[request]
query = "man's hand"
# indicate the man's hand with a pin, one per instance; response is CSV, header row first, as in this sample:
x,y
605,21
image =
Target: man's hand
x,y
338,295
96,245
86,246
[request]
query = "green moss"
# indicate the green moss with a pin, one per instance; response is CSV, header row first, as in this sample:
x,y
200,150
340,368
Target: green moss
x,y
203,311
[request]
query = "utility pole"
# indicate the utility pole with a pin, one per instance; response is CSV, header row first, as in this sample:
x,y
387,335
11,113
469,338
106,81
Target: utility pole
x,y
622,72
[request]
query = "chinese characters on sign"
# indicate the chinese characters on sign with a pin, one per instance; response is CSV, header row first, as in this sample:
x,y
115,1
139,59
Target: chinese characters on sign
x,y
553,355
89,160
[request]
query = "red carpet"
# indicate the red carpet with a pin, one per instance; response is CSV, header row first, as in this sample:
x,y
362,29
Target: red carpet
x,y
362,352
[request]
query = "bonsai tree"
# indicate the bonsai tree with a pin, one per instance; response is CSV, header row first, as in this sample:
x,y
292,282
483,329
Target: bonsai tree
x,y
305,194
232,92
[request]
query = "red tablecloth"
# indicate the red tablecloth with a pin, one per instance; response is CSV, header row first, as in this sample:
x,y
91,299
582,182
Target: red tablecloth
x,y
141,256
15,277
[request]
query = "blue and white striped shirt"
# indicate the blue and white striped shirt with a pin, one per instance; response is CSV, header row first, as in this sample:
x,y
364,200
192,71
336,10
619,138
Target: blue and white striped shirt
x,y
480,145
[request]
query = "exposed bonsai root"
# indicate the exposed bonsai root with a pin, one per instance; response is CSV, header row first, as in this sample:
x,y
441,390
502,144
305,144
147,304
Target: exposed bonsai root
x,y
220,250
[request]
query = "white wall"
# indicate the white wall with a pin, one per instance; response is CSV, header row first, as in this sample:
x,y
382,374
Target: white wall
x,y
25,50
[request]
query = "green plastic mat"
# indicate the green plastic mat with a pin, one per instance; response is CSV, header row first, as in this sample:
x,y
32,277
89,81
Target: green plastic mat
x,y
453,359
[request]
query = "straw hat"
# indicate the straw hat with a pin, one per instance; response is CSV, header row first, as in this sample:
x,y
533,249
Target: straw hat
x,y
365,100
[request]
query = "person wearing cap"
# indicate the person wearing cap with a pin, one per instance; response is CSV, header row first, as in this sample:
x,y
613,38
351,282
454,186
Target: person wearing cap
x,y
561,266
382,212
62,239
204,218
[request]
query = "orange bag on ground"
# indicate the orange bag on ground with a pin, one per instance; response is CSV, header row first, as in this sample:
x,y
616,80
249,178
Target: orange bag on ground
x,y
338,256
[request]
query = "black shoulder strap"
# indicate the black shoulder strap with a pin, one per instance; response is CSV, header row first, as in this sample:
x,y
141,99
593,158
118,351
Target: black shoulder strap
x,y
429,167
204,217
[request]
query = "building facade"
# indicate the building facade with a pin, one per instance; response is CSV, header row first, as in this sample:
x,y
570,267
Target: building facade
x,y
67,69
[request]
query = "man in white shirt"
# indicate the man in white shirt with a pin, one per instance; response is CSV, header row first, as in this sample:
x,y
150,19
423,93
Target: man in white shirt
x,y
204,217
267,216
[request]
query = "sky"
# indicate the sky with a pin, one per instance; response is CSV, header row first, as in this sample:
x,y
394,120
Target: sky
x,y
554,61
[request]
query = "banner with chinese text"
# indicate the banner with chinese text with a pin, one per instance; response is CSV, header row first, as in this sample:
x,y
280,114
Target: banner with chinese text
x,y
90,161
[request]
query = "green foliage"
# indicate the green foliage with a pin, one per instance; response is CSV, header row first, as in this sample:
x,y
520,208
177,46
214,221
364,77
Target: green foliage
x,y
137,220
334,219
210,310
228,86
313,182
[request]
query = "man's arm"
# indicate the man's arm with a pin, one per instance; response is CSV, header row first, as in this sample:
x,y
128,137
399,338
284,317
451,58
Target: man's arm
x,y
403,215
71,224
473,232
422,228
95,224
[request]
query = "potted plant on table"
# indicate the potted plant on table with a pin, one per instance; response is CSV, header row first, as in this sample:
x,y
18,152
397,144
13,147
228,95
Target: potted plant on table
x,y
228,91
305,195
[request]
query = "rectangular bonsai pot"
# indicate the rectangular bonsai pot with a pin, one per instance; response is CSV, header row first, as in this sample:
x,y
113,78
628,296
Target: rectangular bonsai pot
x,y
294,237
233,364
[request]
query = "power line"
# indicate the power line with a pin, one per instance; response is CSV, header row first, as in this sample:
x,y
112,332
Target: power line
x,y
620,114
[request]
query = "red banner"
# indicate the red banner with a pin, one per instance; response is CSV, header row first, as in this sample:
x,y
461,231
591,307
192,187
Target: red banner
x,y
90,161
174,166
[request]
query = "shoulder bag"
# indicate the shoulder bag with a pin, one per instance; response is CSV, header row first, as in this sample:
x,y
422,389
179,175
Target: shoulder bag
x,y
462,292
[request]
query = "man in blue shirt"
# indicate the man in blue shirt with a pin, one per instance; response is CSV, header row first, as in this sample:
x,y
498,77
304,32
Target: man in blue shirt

━━━━━━━━━━

:: Directions for this task ::
Every entry should be given again exactly as written.

:: Response area ::
[request]
query = "man's hand"
# indicate the man's hand with a pin, one per instance; response is CSV, header row first, as in this sample:
x,y
605,21
image =
Target: man's hand
x,y
338,295
96,245
86,246
[request]
query = "green moss"
# indicate the green moss with a pin, one per instance; response is CSV, header row first, as in this sample:
x,y
200,150
340,368
Target: green moss
x,y
203,311
[request]
query = "utility pole"
# indicate the utility pole with a pin, one per instance; response is CSV, header row first, as in this sample:
x,y
387,335
11,113
469,338
106,81
Target: utility pole
x,y
622,72
[request]
query = "chinese characters on sign"
# indicate the chinese characters on sign with a pin, one per instance; response is CSV, header row first, as in this sample:
x,y
115,1
139,59
Target: chinese characters on sign
x,y
553,355
89,160
[request]
query = "red carpet"
# indicate the red carpet with a pin, one per instance; response is CSV, header row first, as in this sample:
x,y
362,29
Target: red carpet
x,y
362,352
[request]
query = "bonsai tree"
# indicate the bonsai tree with a pin, one per instance; response is CSV, header row first, as in this sample:
x,y
292,282
483,329
Target: bonsai tree
x,y
305,194
232,92
[request]
query = "red tablecloth"
# indicate the red tablecloth with a pin, one per instance; response is CSV, header row first, as in this sample:
x,y
91,299
582,182
Target: red tablecloth
x,y
141,256
15,277
[request]
query = "blue and white striped shirt"
# indicate the blue and white striped shirt with a pin, one per instance; response is CSV, header row first, as in this sample:
x,y
364,200
192,71
336,10
619,138
Target: blue and white striped shirt
x,y
480,145
[request]
query = "exposed bonsai root"
# indicate the exposed bonsai root with a pin, one per instance; response is CSV, header row first, as in this sample:
x,y
441,390
502,144
305,144
147,304
Target: exposed bonsai root
x,y
220,250
[request]
query = "white wall"
# indicate the white wall with a pin, one per instance; response is CSV, header row first, as in this sample:
x,y
382,374
Target: white wall
x,y
25,50
[request]
query = "green plastic mat"
# indicate the green plastic mat with a pin, one per instance; response is CSV, header row first, as in this sample:
x,y
32,277
89,81
Target: green plastic mat
x,y
453,359
[request]
query = "straw hat"
# indicate the straw hat with a pin, one per instance; response is CSV, header row first, as in this sample:
x,y
533,249
Target: straw hat
x,y
365,100
[request]
query = "person wearing cap"
# indicate the person wearing cap with a pin, one per instance; response is CSV, header row first, as in this sample:
x,y
613,38
351,282
454,186
Target: person wearing cap
x,y
561,266
382,212
62,239
204,218
[request]
query = "orange bag on ground"
# indicate the orange bag on ground with a pin, one per instance; response is CSV, header row first, as in this sample:
x,y
616,80
249,178
Target: orange bag on ground
x,y
338,256
[request]
query = "black shoulder strap"
# indicate the black shoulder strap with a pin, one per instance; response is CSV, header row first, as in this sample:
x,y
141,99
593,158
118,351
Target: black shoulder strap
x,y
429,167
204,217
[request]
query = "building facade"
# indicate the building facade with a pin, one per instance; response is CSV, header row first, as in this sample:
x,y
570,267
Target: building facade
x,y
67,69
[request]
query = "man in white shirt"
# indicate the man in white shirt with a pin, one per instance; response is CSV, header row first, as in this sample:
x,y
150,19
423,93
Target: man in white shirt
x,y
204,217
267,216
[request]
query = "sky"
# indicate the sky with a pin, one per instance; response is CSV, header row first, as in this sample:
x,y
394,120
Target: sky
x,y
554,61
[request]
query = "banner with chinese text"
# indicate the banner with chinese text with a pin, one per instance; response is CSV, header row first, as in this sample:
x,y
280,114
Target: banner with chinese text
x,y
90,161
[request]
query = "green foliage"
# indicate the green foliage with a pin, one per instance; response is CSV, header row first, as in this sample:
x,y
520,208
177,46
214,221
364,77
Target: green foliage
x,y
137,220
334,219
210,310
228,86
313,182
[request]
query = "man's arm"
# indicate the man's arm with a pin, one per instance; response is CSV, header row first, as in this sample:
x,y
128,137
399,338
284,317
451,58
Target: man's arm
x,y
403,215
71,224
473,232
422,228
95,224
[request]
query = "potted plant on table"
# indicate the potted plant on table with a pin, one per instance; response is CSV, header row first, as in this sample:
x,y
18,152
397,144
13,147
228,95
Target: potted plant on table
x,y
228,91
305,195
[request]
query = "rectangular bonsai pot"
# indicate the rectangular bonsai pot with a pin, one per instance; response is CSV, header row first, as in this sample:
x,y
113,78
628,296
Target: rectangular bonsai pot
x,y
294,237
233,364
[request]
query = "power line"
# indicate the power line with a pin, one per instance; response is CSV, header row first, as in this sample:
x,y
112,332
Target: power line
x,y
620,114
[request]
query = "red banner"
# indicate the red banner with a pin, one per instance; response is CSV, header row first, as in this sample:
x,y
461,231
591,307
192,187
Target: red banner
x,y
90,161
174,166
[request]
query = "shoulder bag"
# indicate the shoulder bag with a pin, one per instance; response is CSV, header row first, as in this sample:
x,y
422,389
179,175
Target: shoulder bag
x,y
462,292
[request]
query = "man in blue shirt"
# indicate the man in blue shirt with a pin, one per instance; response is CSV, header row first, as in this sample:
x,y
498,77
304,32
Target: man in blue shirt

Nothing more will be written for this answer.